[start DATA PROVIDED]

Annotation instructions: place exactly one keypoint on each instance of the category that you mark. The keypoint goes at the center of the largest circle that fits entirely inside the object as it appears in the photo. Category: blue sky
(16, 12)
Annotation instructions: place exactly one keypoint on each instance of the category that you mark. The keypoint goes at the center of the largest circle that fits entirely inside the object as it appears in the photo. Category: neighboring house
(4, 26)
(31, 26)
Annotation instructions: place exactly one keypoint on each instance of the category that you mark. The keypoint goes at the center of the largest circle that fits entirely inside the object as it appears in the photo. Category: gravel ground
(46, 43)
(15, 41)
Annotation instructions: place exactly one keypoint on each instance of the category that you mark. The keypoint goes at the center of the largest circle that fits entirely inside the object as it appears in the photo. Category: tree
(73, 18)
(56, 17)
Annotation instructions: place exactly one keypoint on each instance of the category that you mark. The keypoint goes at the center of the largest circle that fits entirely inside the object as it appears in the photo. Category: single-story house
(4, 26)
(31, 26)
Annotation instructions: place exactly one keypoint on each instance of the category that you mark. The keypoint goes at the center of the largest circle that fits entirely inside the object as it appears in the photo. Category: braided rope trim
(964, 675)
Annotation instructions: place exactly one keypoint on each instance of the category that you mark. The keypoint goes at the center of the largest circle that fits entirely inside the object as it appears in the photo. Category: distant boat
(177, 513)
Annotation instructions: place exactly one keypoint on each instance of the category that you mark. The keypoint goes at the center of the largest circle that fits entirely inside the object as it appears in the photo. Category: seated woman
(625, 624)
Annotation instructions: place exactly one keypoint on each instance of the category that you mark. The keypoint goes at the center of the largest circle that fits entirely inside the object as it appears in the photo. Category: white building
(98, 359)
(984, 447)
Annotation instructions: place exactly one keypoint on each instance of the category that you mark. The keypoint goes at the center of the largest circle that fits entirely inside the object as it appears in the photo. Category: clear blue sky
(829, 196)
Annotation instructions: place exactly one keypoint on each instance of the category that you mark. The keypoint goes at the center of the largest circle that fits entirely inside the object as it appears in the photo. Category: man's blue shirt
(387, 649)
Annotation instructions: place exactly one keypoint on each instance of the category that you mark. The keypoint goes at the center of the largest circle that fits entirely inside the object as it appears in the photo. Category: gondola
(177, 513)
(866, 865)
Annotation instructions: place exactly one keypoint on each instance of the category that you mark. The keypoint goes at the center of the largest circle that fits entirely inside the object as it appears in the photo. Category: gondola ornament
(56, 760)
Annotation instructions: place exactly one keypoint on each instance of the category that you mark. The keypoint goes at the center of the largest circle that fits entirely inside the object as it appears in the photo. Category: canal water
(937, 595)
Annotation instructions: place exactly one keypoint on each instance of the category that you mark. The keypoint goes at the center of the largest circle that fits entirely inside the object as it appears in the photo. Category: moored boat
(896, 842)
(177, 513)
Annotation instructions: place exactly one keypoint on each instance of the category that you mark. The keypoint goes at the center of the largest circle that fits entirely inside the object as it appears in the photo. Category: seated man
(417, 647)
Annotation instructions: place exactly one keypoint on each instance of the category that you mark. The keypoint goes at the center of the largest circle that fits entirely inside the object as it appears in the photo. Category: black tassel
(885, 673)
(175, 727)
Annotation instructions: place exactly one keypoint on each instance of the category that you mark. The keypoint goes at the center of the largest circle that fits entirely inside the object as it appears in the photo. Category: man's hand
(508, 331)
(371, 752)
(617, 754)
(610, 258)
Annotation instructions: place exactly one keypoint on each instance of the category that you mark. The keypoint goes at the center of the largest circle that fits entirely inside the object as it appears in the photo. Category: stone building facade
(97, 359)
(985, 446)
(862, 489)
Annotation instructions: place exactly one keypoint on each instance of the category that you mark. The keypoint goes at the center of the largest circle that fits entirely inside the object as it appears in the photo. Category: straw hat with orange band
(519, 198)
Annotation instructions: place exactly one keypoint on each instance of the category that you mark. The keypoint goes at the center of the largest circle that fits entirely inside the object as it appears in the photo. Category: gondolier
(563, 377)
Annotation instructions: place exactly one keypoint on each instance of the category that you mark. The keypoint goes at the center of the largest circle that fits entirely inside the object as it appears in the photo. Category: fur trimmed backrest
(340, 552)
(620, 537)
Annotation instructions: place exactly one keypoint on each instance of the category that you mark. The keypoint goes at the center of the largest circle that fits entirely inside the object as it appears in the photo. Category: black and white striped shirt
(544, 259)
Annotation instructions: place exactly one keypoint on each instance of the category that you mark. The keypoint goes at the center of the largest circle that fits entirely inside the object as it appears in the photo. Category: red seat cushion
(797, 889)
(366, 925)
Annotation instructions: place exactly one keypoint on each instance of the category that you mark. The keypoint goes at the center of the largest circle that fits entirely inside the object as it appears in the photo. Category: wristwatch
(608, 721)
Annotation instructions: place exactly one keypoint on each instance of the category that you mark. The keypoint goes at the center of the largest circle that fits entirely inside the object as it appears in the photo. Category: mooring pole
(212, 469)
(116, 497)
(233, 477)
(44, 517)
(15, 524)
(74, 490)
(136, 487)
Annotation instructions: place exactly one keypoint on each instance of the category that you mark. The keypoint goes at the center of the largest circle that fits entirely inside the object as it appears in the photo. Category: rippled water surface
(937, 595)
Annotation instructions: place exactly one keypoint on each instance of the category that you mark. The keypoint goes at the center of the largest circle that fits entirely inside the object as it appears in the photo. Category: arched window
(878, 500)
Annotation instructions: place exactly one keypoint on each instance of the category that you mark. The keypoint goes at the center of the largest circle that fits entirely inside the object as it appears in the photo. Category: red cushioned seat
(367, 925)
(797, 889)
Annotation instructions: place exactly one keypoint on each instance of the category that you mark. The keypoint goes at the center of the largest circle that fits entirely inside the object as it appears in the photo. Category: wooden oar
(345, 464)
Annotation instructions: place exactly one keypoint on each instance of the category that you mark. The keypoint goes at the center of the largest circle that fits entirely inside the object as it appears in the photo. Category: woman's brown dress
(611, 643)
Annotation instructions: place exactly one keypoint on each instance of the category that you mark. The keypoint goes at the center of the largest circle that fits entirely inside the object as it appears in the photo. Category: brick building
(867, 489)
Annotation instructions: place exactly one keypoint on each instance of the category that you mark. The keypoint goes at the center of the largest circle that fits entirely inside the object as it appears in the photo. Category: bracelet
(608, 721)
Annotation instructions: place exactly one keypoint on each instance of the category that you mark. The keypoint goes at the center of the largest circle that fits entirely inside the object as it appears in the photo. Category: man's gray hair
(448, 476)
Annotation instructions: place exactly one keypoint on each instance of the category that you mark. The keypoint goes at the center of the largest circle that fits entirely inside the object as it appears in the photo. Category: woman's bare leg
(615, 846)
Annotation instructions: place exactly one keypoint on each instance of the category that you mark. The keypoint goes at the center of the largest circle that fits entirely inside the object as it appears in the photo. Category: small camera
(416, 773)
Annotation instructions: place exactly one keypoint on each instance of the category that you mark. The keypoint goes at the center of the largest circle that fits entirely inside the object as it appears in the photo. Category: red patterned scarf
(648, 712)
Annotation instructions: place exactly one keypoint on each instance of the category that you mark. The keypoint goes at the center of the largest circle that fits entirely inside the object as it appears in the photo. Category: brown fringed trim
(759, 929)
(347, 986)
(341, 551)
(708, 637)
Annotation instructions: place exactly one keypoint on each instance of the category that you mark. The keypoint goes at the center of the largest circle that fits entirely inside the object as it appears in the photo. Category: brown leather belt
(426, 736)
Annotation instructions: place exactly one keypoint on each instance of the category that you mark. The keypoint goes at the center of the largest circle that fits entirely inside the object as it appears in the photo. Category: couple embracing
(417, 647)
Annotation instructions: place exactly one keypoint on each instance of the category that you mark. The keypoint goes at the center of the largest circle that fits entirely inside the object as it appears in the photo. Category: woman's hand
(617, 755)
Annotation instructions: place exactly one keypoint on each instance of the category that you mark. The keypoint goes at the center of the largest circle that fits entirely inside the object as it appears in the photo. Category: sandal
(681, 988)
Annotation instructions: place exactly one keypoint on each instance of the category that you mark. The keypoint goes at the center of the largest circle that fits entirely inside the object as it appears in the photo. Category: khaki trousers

[end DATA PROVIDED]

WHAT NEEDS TO BE DONE: Retype nothing except the lines from the line holding "Category: small camera" through the last line of the entries, both included.

OUTPUT OF THE EXERCISE:
Annotation instructions: place exactly one keypoint on each instance of the category that you mark. The keypoint goes at the center of the largest circle that fits entirely inside the object as it appears in the photo. Category: small camera
(416, 773)
Annotation instructions: place exactly one keypoint on each instance of the category that you mark. The keypoint goes at the center of the largest circle that fits entirely inside the object as it appears in the photo. Category: red patterned scarf
(648, 712)
Annotation instructions: place exactly one keypoint on each instance of the category that you mark. The keypoint goes at the center of the largest circle that fits entirely inside the object as it appears in the photo. Category: brown fringed trim
(759, 929)
(347, 986)
(341, 551)
(708, 637)
Annotation instructions: place exactly one keypoint on each instance of the category that you mark. The keypoint goes at the center of the largest circle that fits entirely inside the object as it appears in the photo. Category: brown leather belt
(426, 736)
Annotation instructions: place exactly one keypoint on each instance of the category that you mark. The keypoint goes at the center of the largest circle that fits entirely inside the object as it appears in the photo. Category: couple embracing
(417, 647)
Annotation instructions: place exactly one keypoint on each instance of the category that you mark. The keypoint goes at the center of the largest circle that fits entirely inside the object as it appears in the photo. Category: woman's hand
(617, 755)
Annotation instructions: place exactly one keypoint on each instance of the category that you mark. The keypoint goes at the center of the largest circle that fits entirely inside the object as it appears in the photo. Category: sandal
(681, 988)
Annotation instructions: place exactly one keypoint on each instance of the category that you mark. The keypoint goes at the center of the largest circle that fits entirely inside the object as it appears in the photo. Category: khaki trousers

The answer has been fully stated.